** start **

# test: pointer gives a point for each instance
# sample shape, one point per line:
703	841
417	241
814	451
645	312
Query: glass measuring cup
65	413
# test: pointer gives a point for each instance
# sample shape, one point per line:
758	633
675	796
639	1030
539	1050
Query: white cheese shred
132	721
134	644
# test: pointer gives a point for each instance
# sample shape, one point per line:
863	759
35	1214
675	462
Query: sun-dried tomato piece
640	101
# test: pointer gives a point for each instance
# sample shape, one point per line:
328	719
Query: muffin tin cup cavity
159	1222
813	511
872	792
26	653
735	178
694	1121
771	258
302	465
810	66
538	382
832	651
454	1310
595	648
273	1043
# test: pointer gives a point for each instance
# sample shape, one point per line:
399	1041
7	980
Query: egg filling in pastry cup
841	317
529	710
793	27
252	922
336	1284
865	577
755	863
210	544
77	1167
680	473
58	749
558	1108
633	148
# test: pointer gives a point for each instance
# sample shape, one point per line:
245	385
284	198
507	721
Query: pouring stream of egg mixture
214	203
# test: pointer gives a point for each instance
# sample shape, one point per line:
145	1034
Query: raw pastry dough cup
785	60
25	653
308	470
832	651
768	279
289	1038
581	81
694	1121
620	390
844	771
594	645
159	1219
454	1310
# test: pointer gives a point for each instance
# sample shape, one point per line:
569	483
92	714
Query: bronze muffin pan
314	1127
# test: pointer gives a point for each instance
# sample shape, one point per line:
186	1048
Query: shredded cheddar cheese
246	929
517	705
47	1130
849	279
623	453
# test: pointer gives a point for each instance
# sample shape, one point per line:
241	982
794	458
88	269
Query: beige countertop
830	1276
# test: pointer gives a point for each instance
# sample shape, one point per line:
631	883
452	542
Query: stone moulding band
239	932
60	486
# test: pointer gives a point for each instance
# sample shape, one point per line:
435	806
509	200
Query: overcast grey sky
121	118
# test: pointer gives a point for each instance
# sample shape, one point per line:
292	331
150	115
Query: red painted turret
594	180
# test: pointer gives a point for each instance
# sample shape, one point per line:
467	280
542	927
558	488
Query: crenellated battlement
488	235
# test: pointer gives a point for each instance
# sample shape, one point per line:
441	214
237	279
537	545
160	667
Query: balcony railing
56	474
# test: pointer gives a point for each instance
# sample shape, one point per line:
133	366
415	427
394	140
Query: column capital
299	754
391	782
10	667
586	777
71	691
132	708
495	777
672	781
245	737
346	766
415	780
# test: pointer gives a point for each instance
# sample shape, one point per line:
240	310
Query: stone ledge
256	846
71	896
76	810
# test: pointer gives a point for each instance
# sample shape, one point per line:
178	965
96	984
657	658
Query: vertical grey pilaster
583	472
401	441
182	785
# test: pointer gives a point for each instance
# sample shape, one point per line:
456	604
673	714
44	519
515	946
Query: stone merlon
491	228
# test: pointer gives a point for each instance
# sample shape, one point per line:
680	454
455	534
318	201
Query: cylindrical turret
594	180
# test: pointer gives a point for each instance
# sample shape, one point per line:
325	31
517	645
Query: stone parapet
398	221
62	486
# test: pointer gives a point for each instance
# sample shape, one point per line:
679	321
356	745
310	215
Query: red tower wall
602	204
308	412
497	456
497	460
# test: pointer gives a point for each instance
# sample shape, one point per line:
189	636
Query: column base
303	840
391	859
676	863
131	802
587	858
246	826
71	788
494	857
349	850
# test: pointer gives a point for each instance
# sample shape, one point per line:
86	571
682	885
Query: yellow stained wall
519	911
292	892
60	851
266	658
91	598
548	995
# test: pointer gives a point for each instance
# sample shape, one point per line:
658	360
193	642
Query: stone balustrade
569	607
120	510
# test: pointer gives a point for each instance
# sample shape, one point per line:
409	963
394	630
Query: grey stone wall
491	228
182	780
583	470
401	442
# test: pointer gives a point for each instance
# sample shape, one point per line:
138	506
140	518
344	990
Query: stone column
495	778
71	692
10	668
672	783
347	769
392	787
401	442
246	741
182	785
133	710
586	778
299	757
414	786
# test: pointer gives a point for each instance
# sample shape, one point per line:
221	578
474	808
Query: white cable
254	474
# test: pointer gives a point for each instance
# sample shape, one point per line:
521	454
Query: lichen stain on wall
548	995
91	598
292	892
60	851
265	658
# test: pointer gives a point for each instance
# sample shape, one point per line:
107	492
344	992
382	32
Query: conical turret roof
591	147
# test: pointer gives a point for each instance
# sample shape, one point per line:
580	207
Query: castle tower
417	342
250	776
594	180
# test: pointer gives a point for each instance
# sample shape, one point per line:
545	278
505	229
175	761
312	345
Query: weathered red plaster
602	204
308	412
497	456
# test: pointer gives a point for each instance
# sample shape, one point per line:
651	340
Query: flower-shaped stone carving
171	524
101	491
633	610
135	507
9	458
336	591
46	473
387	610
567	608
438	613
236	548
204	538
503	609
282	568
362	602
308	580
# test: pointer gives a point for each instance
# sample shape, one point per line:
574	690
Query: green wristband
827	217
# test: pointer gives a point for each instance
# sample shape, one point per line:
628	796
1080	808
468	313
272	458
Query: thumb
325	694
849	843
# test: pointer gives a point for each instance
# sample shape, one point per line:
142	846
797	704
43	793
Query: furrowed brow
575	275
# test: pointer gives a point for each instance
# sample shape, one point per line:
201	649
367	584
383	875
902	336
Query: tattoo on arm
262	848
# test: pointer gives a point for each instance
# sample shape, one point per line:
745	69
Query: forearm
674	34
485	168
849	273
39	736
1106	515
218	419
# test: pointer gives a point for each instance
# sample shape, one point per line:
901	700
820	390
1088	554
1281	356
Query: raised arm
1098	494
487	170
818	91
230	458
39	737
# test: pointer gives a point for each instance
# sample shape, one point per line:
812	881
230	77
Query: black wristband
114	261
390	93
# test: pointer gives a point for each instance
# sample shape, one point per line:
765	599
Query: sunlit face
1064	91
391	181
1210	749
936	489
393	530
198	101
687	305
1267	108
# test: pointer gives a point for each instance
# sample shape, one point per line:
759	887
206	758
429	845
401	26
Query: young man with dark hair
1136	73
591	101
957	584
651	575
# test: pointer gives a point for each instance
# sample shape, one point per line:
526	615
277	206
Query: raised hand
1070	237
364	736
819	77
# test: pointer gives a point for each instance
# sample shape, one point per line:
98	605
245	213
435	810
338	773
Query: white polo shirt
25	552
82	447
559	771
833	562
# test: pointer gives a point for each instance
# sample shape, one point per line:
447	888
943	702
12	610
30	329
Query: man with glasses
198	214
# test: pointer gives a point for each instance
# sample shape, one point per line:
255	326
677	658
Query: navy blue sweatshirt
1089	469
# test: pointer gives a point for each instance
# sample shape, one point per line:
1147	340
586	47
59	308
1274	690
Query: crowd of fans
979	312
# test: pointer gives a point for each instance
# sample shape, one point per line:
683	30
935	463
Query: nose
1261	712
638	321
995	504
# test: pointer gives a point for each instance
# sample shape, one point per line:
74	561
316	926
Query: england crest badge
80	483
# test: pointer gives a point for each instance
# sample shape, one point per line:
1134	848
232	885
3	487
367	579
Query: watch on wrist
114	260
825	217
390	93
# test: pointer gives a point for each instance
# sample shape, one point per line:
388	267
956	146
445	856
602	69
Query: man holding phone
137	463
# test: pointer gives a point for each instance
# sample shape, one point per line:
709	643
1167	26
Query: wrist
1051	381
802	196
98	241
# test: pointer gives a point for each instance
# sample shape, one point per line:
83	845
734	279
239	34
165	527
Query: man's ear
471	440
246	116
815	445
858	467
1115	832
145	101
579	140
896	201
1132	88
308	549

** end **

* DO THIS: Set down the entries above again, word for word.

* SOLUTION:
# test: pointer gives a point for each instance
# sample shape, one point per line:
703	841
417	241
814	451
645	312
Query: glass measuring cup
65	413
# test: pointer gives a point for each instance
# sample shape, one point per line:
758	633
675	796
639	1030
539	1050
Query: white cheese shred
132	721
134	644
# test: pointer gives a point for each instance
# sample shape, one point per line:
863	759
35	1214
675	462
Query: sun-dried tomato piece
640	101
# test: pointer gives a point for each instance
# sample shape, one point per line:
328	719
Query: muffin tin cup cavity
159	1222
813	511
872	792
26	653
735	178
694	1121
771	258
302	465
810	66
538	382
832	651
454	1310
595	648
273	1043
# test: pointer gives a point for each instance
# sample shape, one point per line:
399	1041
7	980
Query: egg filling in pastry cup
841	317
529	710
793	27
252	922
336	1284
865	577
755	863
210	544
77	1167
680	473
58	749
558	1108
633	148
# test: pointer gives a point for each instance
# sample shape, one point per line:
245	385
284	198
507	721
Query: pouring stream of egg mixture
214	203
# test: pointer gives a point for each instance
# sample shape, one point per line:
145	1034
Query: raw pastry dough cup
785	60
25	653
308	470
832	651
768	279
289	1038
581	81
694	1121
620	390
844	771
594	645
159	1219
454	1310
# test: pointer gives a point for each instance
# sample shape, one point per line:
569	483
92	714
Query: bronze muffin pan
314	1127
# test: pointer gives a point for each instance
# sample shape, one point per line:
186	1048
Query: shredded cheddar cheese
246	929
517	705
47	1130
849	279
623	453
# test: pointer gives a point for each instance
# sample shape, one point per line:
241	982
794	458
88	269
Query: beige countertop
830	1276
# test: pointer gives a point for each instance
# sample shape, one point per line:
631	883
452	542
Query: stone moulding band
239	932
60	486
# test: pointer gives a point for each instance
# sample shape, one point per line:
435	806
509	200
Query: overcast grey sky
121	118
# test: pointer gives a point for each instance
# sample shape, one point per line:
292	331
150	115
Query: red painted turret
594	180
# test: pointer gives a point for each instance
# sample shape, one point per line:
467	280
542	927
558	488
Query: crenellated battlement
488	235
# test: pointer gives a point for each instance
# sample shape, one point per line:
441	214
237	279
537	545
160	667
Query: balcony railing
56	474
# test: pointer gives a point for each instance
# sample shape, one point per line:
133	366
415	427
394	140
Query: column capital
299	754
391	782
10	667
586	777
71	691
132	708
495	777
672	781
245	737
346	766
415	780
# test: pointer gives a point for each instance
# sample shape, one point per line:
240	310
Query: stone ledge
256	846
71	896
76	810
# test: pointer gives a point for each instance
# sample shape, one point per line:
178	965
96	984
657	658
Query: vertical grey pilaster
583	472
401	441
182	785
# test: pointer gives a point for each instance
# sample shape, one point per line:
456	604
673	714
44	519
515	946
Query: stone merlon
491	228
# test: pointer gives a point for each instance
# sample shape, one point per line:
680	454
455	534
318	201
Query: cylindrical turret
594	180
# test: pointer gives a point for each instance
# sample shape, one point per line:
325	31
517	645
Query: stone parapet
398	221
62	486
# test: pointer gives a point for each instance
# sample shape, one point per line:
679	321
356	745
310	215
Query: red tower wall
602	204
308	412
497	456
497	460
# test: pointer gives a point for each instance
# sample shape, one point per line:
189	636
Query: column base
303	840
391	859
676	863
131	802
587	858
246	826
71	788
494	857
349	850
# test: pointer gives a point for each instance
# sample shape, one point per line:
86	571
682	885
Query: yellow stained wall
519	911
292	892
60	851
266	658
91	598
548	995
# test: pointer gives a point for each instance
# sample shape, one point per line:
658	360
193	642
Query: stone balustrade
569	607
120	510
# test: pointer gives a point for each instance
# sample shape, one point per line:
409	963
394	630
Query: grey stone wall
491	228
182	780
583	470
401	442
# test: pointer gives a point for each instance
# sample shape, one point per line:
138	506
140	518
344	990
Query: stone column
495	778
71	692
10	668
672	783
347	769
392	787
401	442
246	741
182	785
133	710
586	778
299	757
414	786
# test: pointer gives a point for each instance
# sample shape, one point per line:
221	578
474	808
Query: white cable
254	474
# test: pointer gives a point for each instance
# sample shape, one point per line:
521	454
Query: lichen stain on wall
548	995
91	598
292	892
60	851
265	658
# test: pointer gives a point for each instance
# sample shape, one point per line:
107	492
344	992
382	32
Query: conical turret roof
591	147
# test: pointer gives a point for each instance
# sample shape, one point per line:
580	207
Query: castle tower
417	342
250	776
594	180
# test: pointer gives a point for each instance
# sample shape, one point per line:
545	278
505	229
175	761
312	345
Query: weathered red plaster
602	204
308	412
497	456
# test: pointer gives a point for each instance
# sample shape, one point per line:
651	340
Query: flower-shaped stone carving
171	524
101	491
633	610
135	507
9	458
336	591
46	473
387	610
567	608
438	613
236	548
204	538
503	609
282	568
362	602
308	580
# test: pointer gives a point for each instance
# sample shape, one point per line:
574	690
Query: green wristband
827	217
# test: pointer gives a point for each instance
# sample shape, one point per line:
628	796
1080	808
468	313
272	458
Query: thumb
325	694
849	843
# test: pointer gives a point for each instance
# sample shape, one point per line:
142	846
797	704
43	793
Query: furrowed brow
575	275
# test: pointer gives a point for each instance
# sample shape, one point per line:
201	649
367	584
383	875
902	336
Query: tattoo on arm
262	848
# test: pointer gives a point for each instance
# sample shape, one point per line:
745	69
Query: forearm
674	34
485	168
849	273
39	736
1106	515
218	419
# test: pointer gives a point for each instance
# sample shape, one point per line:
901	700
820	390
1088	554
1281	356
Query: raised arm
1098	494
487	170
818	91
230	458
39	737
# test: pointer gives a point for each instance
# sample shape, one point per line:
812	881
230	77
Query: black wristband
114	261
390	93
# test: pointer gives a point for each instance
# sample shape, one point per line:
765	599
Query: sunlit face
1064	91
391	181
1210	749
936	489
393	530
198	101
687	305
1267	108
# test: pointer gives a point for each instance
# sample shape, one point per line:
759	887
206	758
429	845
401	26
Query: young man with dark hair
1136	73
591	101
957	584
651	575
# test: pointer gives a point for each instance
# sample shape, one point per line:
526	615
277	206
Query: raised hand
1070	237
364	736
819	77
# test: pointer gives a point for each instance
# sample shape, one point per line:
98	605
245	213
435	810
338	773
Query: white polo shirt
25	552
82	447
559	771
833	562
# test: pointer gives a point for each instance
# sample shape, one point per line:
447	888
943	702
12	610
30	329
Query: man with glasses
198	214
# test: pointer gives a point for each instance
# sample shape, one point per line:
255	326
677	658
Query: navy blue sweatshirt
1089	469
# test: pointer gives a point for each instance
# sample shape, one point per line:
1147	340
586	47
59	308
1274	690
Query: crowd of fans
979	312
# test: pointer gives a point for each instance
# sample shape, one point per line:
683	30
935	463
Query: nose
1261	712
638	321
995	504
# test: pointer gives a point for each instance
# sample shape, one point per line:
74	561
316	926
Query: england crest badge
80	483
# test: pointer gives a point for each instance
# sample shape, one point per line:
1134	848
232	885
3	487
367	579
Query: watch on wrist
114	260
825	217
390	93
# test: pointer gives a point for each instance
# sample shape, one point per line:
388	267
956	146
445	856
602	69
Query: man holding phone
137	463
# test: pointer gives a point for each instance
# sample shape, one point per line:
709	643
1167	26
Query: wrist
1051	381
802	196
98	241
# test: pointer gives a point for each instance
# sample shape, one point per line:
83	845
734	279
239	34
165	527
Query: man's ear
471	440
246	116
815	445
858	467
1115	832
145	101
579	140
896	201
1132	88
308	549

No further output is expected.